**Your assignment**
Reproduce nothing beyond the line containing "Find one point per instance of the gravel driveway". From the first line of the data below down to it, copy each line exactly, without the pictures.

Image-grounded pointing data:
•••••
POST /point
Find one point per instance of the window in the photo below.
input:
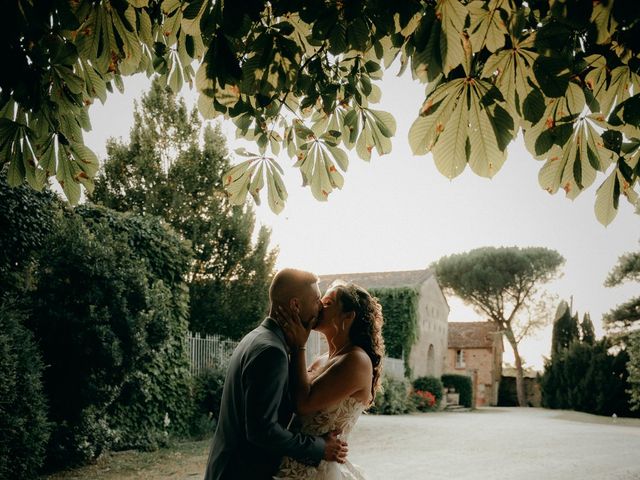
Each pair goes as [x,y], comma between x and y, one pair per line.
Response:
[459,358]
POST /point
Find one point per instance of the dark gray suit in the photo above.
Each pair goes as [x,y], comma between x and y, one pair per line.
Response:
[251,437]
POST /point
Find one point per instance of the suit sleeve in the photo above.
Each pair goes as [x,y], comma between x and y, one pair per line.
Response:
[265,380]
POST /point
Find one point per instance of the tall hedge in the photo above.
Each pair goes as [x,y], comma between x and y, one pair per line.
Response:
[400,310]
[26,219]
[588,378]
[110,312]
[432,385]
[24,429]
[463,386]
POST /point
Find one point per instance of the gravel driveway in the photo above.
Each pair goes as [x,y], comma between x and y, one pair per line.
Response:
[497,443]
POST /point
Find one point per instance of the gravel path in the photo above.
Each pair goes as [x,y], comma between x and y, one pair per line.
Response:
[497,443]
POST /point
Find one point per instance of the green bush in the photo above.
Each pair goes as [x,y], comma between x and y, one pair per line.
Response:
[110,312]
[588,378]
[23,411]
[400,329]
[393,399]
[432,385]
[462,384]
[26,218]
[207,394]
[633,367]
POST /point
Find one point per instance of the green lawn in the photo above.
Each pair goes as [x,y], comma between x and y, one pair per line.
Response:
[182,460]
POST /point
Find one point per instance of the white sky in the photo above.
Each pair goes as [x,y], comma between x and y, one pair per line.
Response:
[399,213]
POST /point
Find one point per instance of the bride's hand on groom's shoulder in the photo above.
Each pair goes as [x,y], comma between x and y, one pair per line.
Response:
[335,449]
[296,334]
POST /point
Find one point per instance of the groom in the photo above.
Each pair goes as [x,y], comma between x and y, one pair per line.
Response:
[251,437]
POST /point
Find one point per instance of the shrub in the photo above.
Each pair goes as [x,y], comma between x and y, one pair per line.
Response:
[207,394]
[588,378]
[462,384]
[118,375]
[400,330]
[26,218]
[23,412]
[393,399]
[432,385]
[423,401]
[633,367]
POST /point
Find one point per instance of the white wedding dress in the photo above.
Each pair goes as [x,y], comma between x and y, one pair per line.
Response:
[341,417]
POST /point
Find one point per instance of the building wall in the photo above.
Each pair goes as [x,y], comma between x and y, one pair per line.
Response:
[479,364]
[428,354]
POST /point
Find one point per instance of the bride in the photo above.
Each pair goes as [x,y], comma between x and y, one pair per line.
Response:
[339,385]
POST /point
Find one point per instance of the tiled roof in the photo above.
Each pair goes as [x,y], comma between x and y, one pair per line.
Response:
[408,278]
[472,334]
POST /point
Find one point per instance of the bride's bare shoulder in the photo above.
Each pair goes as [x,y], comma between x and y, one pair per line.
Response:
[319,363]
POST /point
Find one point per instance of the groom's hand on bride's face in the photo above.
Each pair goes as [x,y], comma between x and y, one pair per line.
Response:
[335,450]
[295,332]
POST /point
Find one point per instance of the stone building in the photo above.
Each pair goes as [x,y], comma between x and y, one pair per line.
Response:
[475,349]
[428,354]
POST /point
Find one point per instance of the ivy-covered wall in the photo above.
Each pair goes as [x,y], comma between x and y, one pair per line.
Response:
[400,310]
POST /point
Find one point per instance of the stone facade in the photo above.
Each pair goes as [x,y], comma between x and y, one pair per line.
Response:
[428,354]
[475,349]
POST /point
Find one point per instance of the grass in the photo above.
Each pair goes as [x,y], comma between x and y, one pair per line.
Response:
[181,460]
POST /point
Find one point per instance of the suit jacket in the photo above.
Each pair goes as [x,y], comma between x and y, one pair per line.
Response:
[251,436]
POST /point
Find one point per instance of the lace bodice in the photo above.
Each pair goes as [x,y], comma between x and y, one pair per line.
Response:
[341,417]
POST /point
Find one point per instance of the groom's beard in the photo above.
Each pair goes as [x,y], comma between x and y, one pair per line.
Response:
[315,321]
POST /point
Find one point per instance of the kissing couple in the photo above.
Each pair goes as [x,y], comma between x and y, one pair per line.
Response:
[258,436]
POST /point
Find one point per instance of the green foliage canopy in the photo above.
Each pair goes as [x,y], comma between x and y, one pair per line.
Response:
[301,77]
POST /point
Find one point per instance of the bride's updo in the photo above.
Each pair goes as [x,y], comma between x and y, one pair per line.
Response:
[366,330]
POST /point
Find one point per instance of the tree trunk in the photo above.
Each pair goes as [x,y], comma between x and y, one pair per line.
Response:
[522,398]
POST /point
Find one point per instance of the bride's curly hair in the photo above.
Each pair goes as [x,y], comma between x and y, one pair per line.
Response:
[366,330]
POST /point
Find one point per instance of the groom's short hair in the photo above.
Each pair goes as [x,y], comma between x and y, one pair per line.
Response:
[288,282]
•••••
**Reply to the exercise**
POST /point
Find one point per instance of the window in the photo below.
input:
Each pair goes as [x,y], comma between x and y, one pair per line.
Response:
[459,358]
POST /point
Find one point per instance of the dark gray suit in the photo above.
Each pair goes as [x,y], comma between x and y, one pair per line.
Response:
[251,437]
POST /point
Find one point per instance of the suit sleeve in the photo above.
Each pair goes as [x,y], comma between x and y, one pair per line.
Response:
[265,380]
POST /point
Find one point per instance of the tall hedge in the photo above.
Each pair goes as [x,y], comma between x and y, one pair per line.
Response:
[400,310]
[26,219]
[588,378]
[110,312]
[432,385]
[24,429]
[463,386]
POST /point
Find one point per instance of the gravel driveway in the photo above.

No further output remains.